■ Exercise objective
Write out the lines starting at the one that holds "point: one pixel per instance, each like <point>196,624</point>." and ending with the final line of the data, exactly and with no others.

- - -

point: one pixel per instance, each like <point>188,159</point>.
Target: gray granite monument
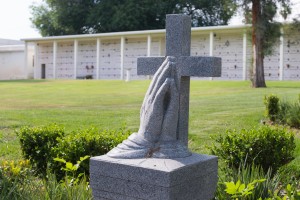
<point>155,162</point>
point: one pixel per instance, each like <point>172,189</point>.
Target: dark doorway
<point>43,71</point>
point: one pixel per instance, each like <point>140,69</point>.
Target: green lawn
<point>214,107</point>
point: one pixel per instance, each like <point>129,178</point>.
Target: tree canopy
<point>265,31</point>
<point>65,17</point>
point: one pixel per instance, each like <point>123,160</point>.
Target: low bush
<point>246,182</point>
<point>272,106</point>
<point>37,142</point>
<point>41,145</point>
<point>89,142</point>
<point>268,147</point>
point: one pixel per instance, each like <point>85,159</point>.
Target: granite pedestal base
<point>191,178</point>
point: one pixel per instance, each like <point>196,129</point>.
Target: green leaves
<point>268,147</point>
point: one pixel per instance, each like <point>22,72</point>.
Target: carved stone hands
<point>159,112</point>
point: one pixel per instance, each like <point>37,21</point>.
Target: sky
<point>15,15</point>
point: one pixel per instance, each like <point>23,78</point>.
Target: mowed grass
<point>76,104</point>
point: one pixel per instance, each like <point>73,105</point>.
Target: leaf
<point>60,160</point>
<point>230,188</point>
<point>69,165</point>
<point>241,188</point>
<point>84,158</point>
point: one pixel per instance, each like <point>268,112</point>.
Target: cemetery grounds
<point>215,106</point>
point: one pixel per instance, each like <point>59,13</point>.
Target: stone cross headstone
<point>191,177</point>
<point>178,45</point>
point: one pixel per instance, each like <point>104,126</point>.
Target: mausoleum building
<point>12,63</point>
<point>114,55</point>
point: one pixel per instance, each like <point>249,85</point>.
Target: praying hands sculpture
<point>157,136</point>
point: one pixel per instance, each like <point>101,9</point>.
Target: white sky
<point>15,14</point>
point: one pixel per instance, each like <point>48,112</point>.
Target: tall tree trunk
<point>258,76</point>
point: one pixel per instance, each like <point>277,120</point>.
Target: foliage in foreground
<point>36,144</point>
<point>41,145</point>
<point>268,147</point>
<point>252,183</point>
<point>18,182</point>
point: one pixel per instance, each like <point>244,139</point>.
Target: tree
<point>265,31</point>
<point>64,17</point>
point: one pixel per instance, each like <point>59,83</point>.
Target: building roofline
<point>11,48</point>
<point>132,33</point>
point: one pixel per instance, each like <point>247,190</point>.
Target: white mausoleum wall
<point>110,59</point>
<point>45,57</point>
<point>87,55</point>
<point>291,59</point>
<point>117,55</point>
<point>13,64</point>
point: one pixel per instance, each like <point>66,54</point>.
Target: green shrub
<point>248,176</point>
<point>90,142</point>
<point>36,144</point>
<point>272,107</point>
<point>266,146</point>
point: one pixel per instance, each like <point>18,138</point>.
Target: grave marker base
<point>190,178</point>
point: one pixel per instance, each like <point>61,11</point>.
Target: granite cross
<point>178,45</point>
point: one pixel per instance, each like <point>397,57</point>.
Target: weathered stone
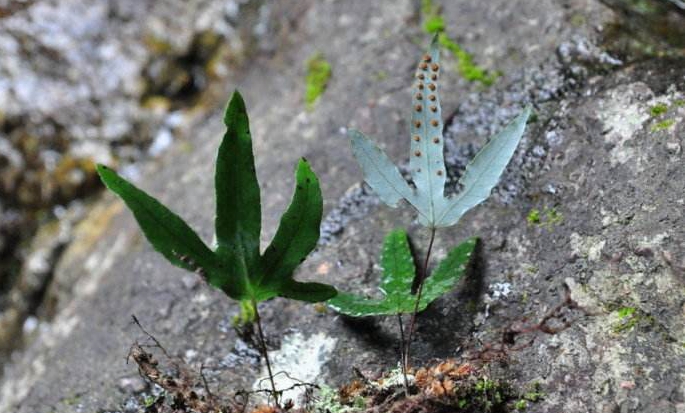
<point>606,256</point>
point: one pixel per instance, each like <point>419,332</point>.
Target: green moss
<point>625,312</point>
<point>246,316</point>
<point>533,217</point>
<point>466,67</point>
<point>658,109</point>
<point>149,401</point>
<point>329,402</point>
<point>664,124</point>
<point>318,74</point>
<point>629,318</point>
<point>434,23</point>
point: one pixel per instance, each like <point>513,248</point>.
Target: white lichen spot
<point>588,247</point>
<point>623,117</point>
<point>302,358</point>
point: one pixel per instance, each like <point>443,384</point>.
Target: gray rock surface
<point>599,165</point>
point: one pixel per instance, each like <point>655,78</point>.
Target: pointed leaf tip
<point>235,107</point>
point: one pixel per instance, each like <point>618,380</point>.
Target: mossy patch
<point>664,124</point>
<point>658,109</point>
<point>318,74</point>
<point>434,23</point>
<point>629,318</point>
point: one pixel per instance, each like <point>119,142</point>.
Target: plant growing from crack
<point>426,162</point>
<point>236,265</point>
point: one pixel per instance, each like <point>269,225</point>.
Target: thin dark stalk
<point>412,323</point>
<point>262,343</point>
<point>402,360</point>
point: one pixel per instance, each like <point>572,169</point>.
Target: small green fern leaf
<point>398,273</point>
<point>236,266</point>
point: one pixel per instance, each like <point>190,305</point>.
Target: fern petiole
<point>265,352</point>
<point>419,291</point>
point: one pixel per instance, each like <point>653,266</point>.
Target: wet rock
<point>602,274</point>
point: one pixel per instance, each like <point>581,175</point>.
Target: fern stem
<point>265,353</point>
<point>402,359</point>
<point>412,323</point>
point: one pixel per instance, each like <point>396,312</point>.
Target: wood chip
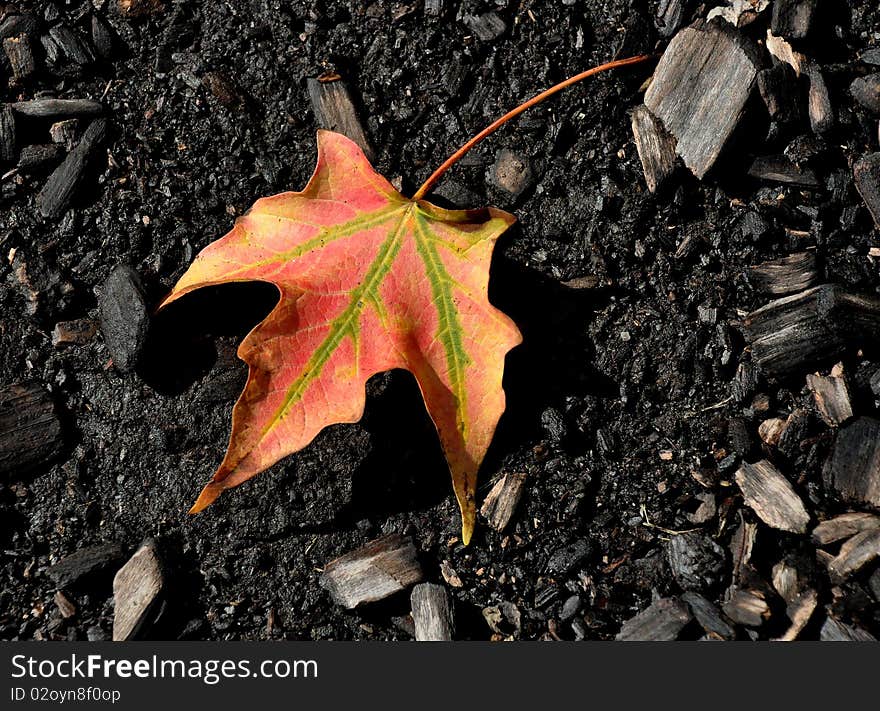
<point>799,612</point>
<point>656,147</point>
<point>844,526</point>
<point>432,614</point>
<point>30,431</point>
<point>663,621</point>
<point>501,501</point>
<point>832,398</point>
<point>853,468</point>
<point>136,590</point>
<point>60,188</point>
<point>772,497</point>
<point>855,554</point>
<point>379,569</point>
<point>746,607</point>
<point>700,90</point>
<point>334,110</point>
<point>813,327</point>
<point>788,275</point>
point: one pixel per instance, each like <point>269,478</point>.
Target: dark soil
<point>607,379</point>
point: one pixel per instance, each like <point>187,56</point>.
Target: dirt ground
<point>607,380</point>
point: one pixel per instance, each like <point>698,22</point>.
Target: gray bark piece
<point>655,145</point>
<point>663,621</point>
<point>844,526</point>
<point>853,469</point>
<point>381,568</point>
<point>772,497</point>
<point>136,589</point>
<point>700,89</point>
<point>432,613</point>
<point>335,111</point>
<point>501,502</point>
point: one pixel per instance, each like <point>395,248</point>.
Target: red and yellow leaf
<point>369,280</point>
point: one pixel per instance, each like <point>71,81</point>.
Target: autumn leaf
<point>369,280</point>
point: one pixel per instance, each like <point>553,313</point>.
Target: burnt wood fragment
<point>335,111</point>
<point>21,57</point>
<point>501,501</point>
<point>379,569</point>
<point>700,89</point>
<point>60,188</point>
<point>770,495</point>
<point>7,134</point>
<point>806,329</point>
<point>866,173</point>
<point>787,275</point>
<point>431,613</point>
<point>79,567</point>
<point>655,145</point>
<point>662,621</point>
<point>853,468</point>
<point>58,108</point>
<point>30,431</point>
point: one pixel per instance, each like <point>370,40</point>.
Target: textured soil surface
<point>620,400</point>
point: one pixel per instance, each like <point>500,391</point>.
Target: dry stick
<point>498,123</point>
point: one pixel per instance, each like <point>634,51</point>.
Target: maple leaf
<point>369,280</point>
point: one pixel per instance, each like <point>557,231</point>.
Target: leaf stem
<point>498,123</point>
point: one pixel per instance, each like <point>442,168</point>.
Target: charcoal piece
<point>501,501</point>
<point>72,45</point>
<point>832,398</point>
<point>669,17</point>
<point>799,611</point>
<point>334,110</point>
<point>8,149</point>
<point>39,158</point>
<point>75,332</point>
<point>708,617</point>
<point>663,621</point>
<point>566,558</point>
<point>700,89</point>
<point>866,173</point>
<point>836,631</point>
<point>655,145</point>
<point>772,497</point>
<point>793,19</point>
<point>779,169</point>
<point>125,319</point>
<point>486,27</point>
<point>853,468</point>
<point>21,57</point>
<point>58,108</point>
<point>695,559</point>
<point>103,38</point>
<point>137,588</point>
<point>30,431</point>
<point>60,188</point>
<point>746,607</point>
<point>64,132</point>
<point>431,613</point>
<point>844,526</point>
<point>810,328</point>
<point>778,88</point>
<point>511,173</point>
<point>787,275</point>
<point>866,90</point>
<point>379,569</point>
<point>83,566</point>
<point>14,25</point>
<point>855,554</point>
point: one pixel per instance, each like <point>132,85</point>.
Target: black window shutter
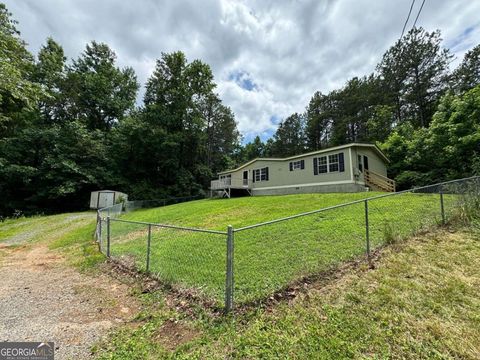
<point>341,162</point>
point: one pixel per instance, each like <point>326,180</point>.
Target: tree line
<point>70,126</point>
<point>425,117</point>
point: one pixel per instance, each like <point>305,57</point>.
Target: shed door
<point>105,199</point>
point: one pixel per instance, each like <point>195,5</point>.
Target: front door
<point>365,162</point>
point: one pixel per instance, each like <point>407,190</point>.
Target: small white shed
<point>104,198</point>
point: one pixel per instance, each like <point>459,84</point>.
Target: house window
<point>260,174</point>
<point>322,165</point>
<point>327,164</point>
<point>297,165</point>
<point>333,163</point>
<point>226,179</point>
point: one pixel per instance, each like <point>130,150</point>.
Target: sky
<point>268,57</point>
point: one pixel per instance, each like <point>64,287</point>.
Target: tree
<point>319,121</point>
<point>415,71</point>
<point>99,93</point>
<point>17,91</point>
<point>254,149</point>
<point>289,139</point>
<point>467,75</point>
<point>50,74</point>
<point>444,151</point>
<point>182,136</point>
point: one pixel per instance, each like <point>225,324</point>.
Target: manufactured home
<point>347,168</point>
<point>105,198</point>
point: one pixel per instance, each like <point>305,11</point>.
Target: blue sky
<point>268,57</point>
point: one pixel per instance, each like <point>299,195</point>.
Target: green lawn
<point>268,258</point>
<point>421,301</point>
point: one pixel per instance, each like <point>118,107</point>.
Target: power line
<point>408,17</point>
<point>419,11</point>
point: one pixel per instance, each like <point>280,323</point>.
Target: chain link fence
<point>249,264</point>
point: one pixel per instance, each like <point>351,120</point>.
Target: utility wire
<point>408,17</point>
<point>419,11</point>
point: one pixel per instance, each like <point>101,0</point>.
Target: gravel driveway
<point>43,299</point>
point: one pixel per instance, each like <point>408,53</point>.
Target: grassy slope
<point>71,233</point>
<point>218,213</point>
<point>271,257</point>
<point>421,301</point>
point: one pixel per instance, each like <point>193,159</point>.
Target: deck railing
<point>236,183</point>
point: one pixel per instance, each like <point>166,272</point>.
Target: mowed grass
<point>420,301</point>
<point>268,258</point>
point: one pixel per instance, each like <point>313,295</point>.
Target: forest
<point>70,126</point>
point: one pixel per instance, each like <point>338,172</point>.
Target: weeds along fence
<point>251,263</point>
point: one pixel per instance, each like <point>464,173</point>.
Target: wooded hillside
<point>70,126</point>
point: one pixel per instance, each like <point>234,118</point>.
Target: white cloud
<point>289,49</point>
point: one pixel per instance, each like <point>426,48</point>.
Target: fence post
<point>229,278</point>
<point>148,246</point>
<point>108,236</point>
<point>442,208</point>
<point>367,230</point>
<point>99,227</point>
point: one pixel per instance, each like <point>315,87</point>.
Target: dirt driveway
<point>44,299</point>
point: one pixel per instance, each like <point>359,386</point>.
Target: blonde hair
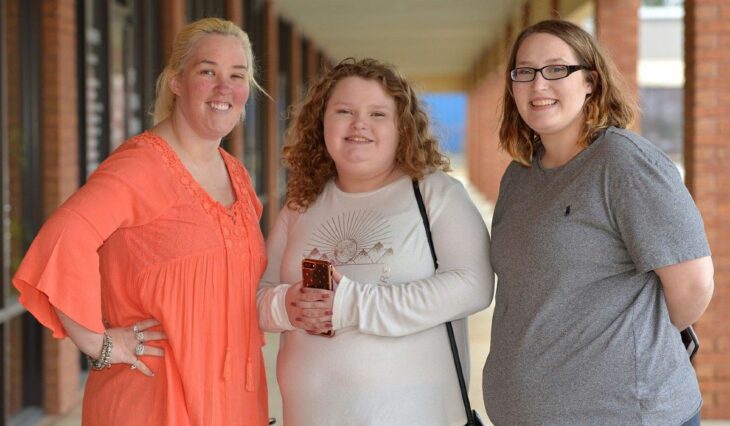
<point>182,48</point>
<point>305,154</point>
<point>609,104</point>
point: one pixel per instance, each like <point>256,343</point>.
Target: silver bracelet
<point>106,353</point>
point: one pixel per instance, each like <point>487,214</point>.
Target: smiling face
<point>360,131</point>
<point>211,91</point>
<point>552,108</point>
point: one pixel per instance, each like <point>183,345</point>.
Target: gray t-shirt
<point>581,334</point>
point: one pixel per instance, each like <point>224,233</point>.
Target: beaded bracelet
<point>106,353</point>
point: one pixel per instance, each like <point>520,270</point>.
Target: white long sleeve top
<point>389,362</point>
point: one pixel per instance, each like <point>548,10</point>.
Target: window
<point>20,215</point>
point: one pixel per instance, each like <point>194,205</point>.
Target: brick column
<point>487,162</point>
<point>172,20</point>
<point>59,142</point>
<point>617,28</point>
<point>707,162</point>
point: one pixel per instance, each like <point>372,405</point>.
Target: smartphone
<point>690,340</point>
<point>318,274</point>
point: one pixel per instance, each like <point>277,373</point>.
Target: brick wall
<point>707,162</point>
<point>59,142</point>
<point>617,28</point>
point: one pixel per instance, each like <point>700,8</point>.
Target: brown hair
<point>608,105</point>
<point>182,48</point>
<point>305,154</point>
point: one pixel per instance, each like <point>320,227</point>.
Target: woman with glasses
<point>165,228</point>
<point>599,250</point>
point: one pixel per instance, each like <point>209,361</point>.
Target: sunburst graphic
<point>355,237</point>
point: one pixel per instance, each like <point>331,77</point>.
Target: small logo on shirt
<point>352,238</point>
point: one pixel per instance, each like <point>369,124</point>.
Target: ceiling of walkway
<point>434,42</point>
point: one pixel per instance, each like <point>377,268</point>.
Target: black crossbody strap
<point>449,328</point>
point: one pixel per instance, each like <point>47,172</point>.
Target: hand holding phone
<point>318,273</point>
<point>691,341</point>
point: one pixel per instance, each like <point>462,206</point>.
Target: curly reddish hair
<point>306,158</point>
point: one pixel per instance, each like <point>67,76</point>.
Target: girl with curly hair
<point>357,142</point>
<point>599,249</point>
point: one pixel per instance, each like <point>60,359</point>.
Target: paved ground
<point>479,333</point>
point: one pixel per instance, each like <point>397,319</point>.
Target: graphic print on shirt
<point>361,237</point>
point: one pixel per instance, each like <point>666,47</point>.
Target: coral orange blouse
<point>142,239</point>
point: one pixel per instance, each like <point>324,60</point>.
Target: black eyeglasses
<point>549,72</point>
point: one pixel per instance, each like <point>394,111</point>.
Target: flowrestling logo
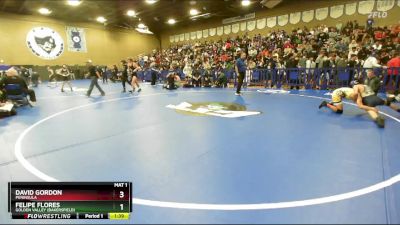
<point>220,109</point>
<point>45,43</point>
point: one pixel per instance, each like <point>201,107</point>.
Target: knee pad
<point>389,101</point>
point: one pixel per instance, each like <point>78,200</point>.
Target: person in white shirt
<point>353,51</point>
<point>371,62</point>
<point>377,45</point>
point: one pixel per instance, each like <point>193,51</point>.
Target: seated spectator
<point>393,71</point>
<point>196,79</point>
<point>222,80</point>
<point>13,78</point>
<point>207,79</point>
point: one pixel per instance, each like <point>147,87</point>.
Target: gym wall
<point>104,46</point>
<point>281,9</point>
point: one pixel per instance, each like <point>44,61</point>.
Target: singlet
<point>340,93</point>
<point>367,91</point>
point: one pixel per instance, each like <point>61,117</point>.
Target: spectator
<point>13,78</point>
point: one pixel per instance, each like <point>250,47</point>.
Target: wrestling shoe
<point>323,104</point>
<point>380,121</point>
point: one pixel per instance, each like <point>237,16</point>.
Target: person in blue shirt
<point>240,68</point>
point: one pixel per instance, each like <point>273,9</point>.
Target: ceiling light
<point>44,11</point>
<point>246,2</point>
<point>101,19</point>
<point>141,26</point>
<point>74,2</point>
<point>131,13</point>
<point>171,21</point>
<point>151,1</point>
<point>193,12</point>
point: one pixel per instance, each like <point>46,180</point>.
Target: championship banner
<point>243,26</point>
<point>205,33</point>
<point>271,21</point>
<point>213,31</point>
<point>261,23</point>
<point>235,28</point>
<point>322,13</point>
<point>308,16</point>
<point>384,6</point>
<point>336,11</point>
<point>227,29</point>
<point>366,7</point>
<point>251,25</point>
<point>295,17</point>
<point>220,31</point>
<point>283,20</point>
<point>76,40</point>
<point>193,35</point>
<point>351,8</point>
<point>199,34</point>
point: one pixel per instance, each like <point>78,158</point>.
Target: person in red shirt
<point>393,71</point>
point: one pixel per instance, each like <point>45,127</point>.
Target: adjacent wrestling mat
<point>208,156</point>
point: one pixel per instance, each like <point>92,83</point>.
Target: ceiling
<point>154,16</point>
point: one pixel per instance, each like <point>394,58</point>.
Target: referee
<point>94,76</point>
<point>240,68</point>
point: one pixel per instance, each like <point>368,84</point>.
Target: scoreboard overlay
<point>70,200</point>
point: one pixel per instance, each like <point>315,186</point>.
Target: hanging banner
<point>283,20</point>
<point>351,8</point>
<point>199,34</point>
<point>321,13</point>
<point>271,21</point>
<point>220,31</point>
<point>227,29</point>
<point>45,43</point>
<point>336,11</point>
<point>366,7</point>
<point>384,6</point>
<point>192,35</point>
<point>251,25</point>
<point>235,28</point>
<point>213,31</point>
<point>243,26</point>
<point>261,23</point>
<point>295,17</point>
<point>205,33</point>
<point>307,16</point>
<point>239,18</point>
<point>76,39</point>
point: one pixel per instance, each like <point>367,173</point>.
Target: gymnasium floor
<point>292,163</point>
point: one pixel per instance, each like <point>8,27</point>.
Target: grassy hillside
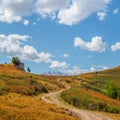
<point>88,91</point>
<point>20,96</point>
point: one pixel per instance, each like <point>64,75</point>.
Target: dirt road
<point>53,98</point>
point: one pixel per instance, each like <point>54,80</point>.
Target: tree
<point>15,61</point>
<point>111,90</point>
<point>28,69</point>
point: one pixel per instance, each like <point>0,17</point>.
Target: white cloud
<point>96,44</point>
<point>89,56</point>
<point>94,68</point>
<point>14,10</point>
<point>116,46</point>
<point>57,64</point>
<point>48,8</point>
<point>116,11</point>
<point>25,22</point>
<point>65,55</point>
<point>67,12</point>
<point>101,15</point>
<point>79,10</point>
<point>12,45</point>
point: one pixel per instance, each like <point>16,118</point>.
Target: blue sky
<point>72,36</point>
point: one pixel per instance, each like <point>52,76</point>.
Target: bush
<point>15,61</point>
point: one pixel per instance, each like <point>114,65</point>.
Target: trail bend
<point>53,98</point>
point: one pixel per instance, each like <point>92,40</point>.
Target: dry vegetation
<point>88,91</point>
<point>20,96</point>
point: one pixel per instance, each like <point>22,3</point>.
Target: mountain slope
<point>88,90</point>
<point>18,96</point>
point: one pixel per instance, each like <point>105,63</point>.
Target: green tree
<point>111,90</point>
<point>15,61</point>
<point>28,69</point>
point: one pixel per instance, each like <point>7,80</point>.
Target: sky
<point>71,36</point>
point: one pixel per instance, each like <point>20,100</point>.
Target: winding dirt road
<point>53,98</point>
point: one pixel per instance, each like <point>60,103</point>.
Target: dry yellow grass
<point>17,107</point>
<point>14,106</point>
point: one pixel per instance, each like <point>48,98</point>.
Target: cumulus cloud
<point>25,22</point>
<point>116,46</point>
<point>14,10</point>
<point>47,8</point>
<point>57,64</point>
<point>101,15</point>
<point>65,55</point>
<point>116,11</point>
<point>94,68</point>
<point>96,44</point>
<point>67,12</point>
<point>12,45</point>
<point>79,10</point>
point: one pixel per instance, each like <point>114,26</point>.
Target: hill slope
<point>88,91</point>
<point>18,100</point>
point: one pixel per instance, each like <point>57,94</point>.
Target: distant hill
<point>89,90</point>
<point>20,94</point>
<point>55,73</point>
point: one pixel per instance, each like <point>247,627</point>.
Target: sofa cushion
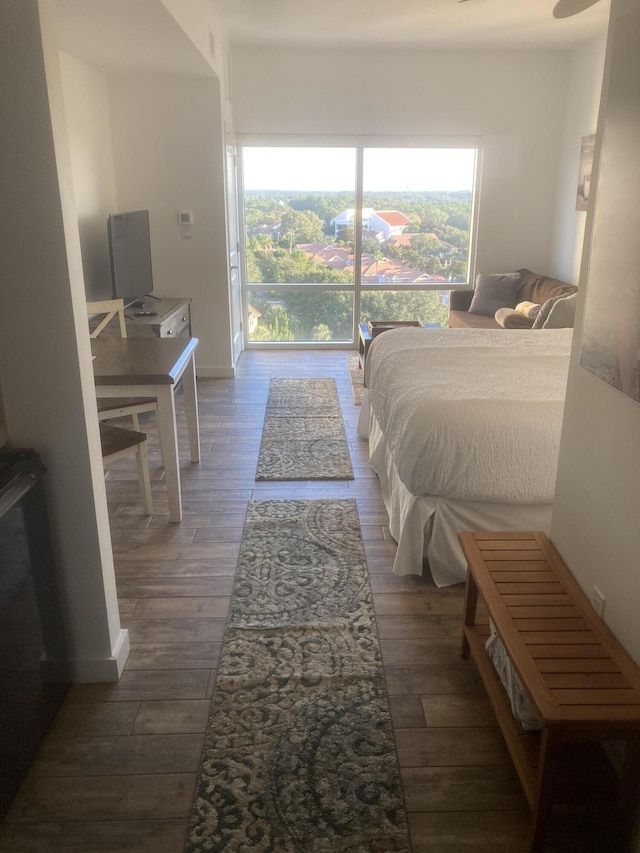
<point>544,312</point>
<point>464,320</point>
<point>494,291</point>
<point>562,314</point>
<point>539,288</point>
<point>508,318</point>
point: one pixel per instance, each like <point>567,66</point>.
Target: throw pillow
<point>538,288</point>
<point>562,314</point>
<point>494,291</point>
<point>529,309</point>
<point>510,319</point>
<point>544,312</point>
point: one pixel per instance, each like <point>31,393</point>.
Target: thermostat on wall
<point>185,218</point>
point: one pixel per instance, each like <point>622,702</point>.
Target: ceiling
<point>125,35</point>
<point>409,24</point>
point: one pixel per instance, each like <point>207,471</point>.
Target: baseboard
<point>103,669</point>
<point>215,372</point>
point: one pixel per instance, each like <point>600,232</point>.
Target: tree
<point>300,226</point>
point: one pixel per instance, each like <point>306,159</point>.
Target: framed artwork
<point>584,172</point>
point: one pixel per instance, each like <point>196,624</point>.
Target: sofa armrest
<point>460,300</point>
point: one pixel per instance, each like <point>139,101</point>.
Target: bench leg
<point>470,606</point>
<point>544,799</point>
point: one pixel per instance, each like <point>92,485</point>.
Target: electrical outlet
<point>597,600</point>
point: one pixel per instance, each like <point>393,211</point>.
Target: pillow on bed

- - -

■ Solution for this exercise
point: one pixel per instance, each like <point>196,624</point>.
Target: sofa armrest
<point>460,300</point>
point: one pixel per instance, each like <point>139,101</point>.
Target: bench leg
<point>470,606</point>
<point>544,799</point>
point: one pixel per instance, each like <point>92,485</point>.
Target: electrical outlet
<point>597,600</point>
point: one pixel per instance, each like <point>393,211</point>.
Target: pillow on bed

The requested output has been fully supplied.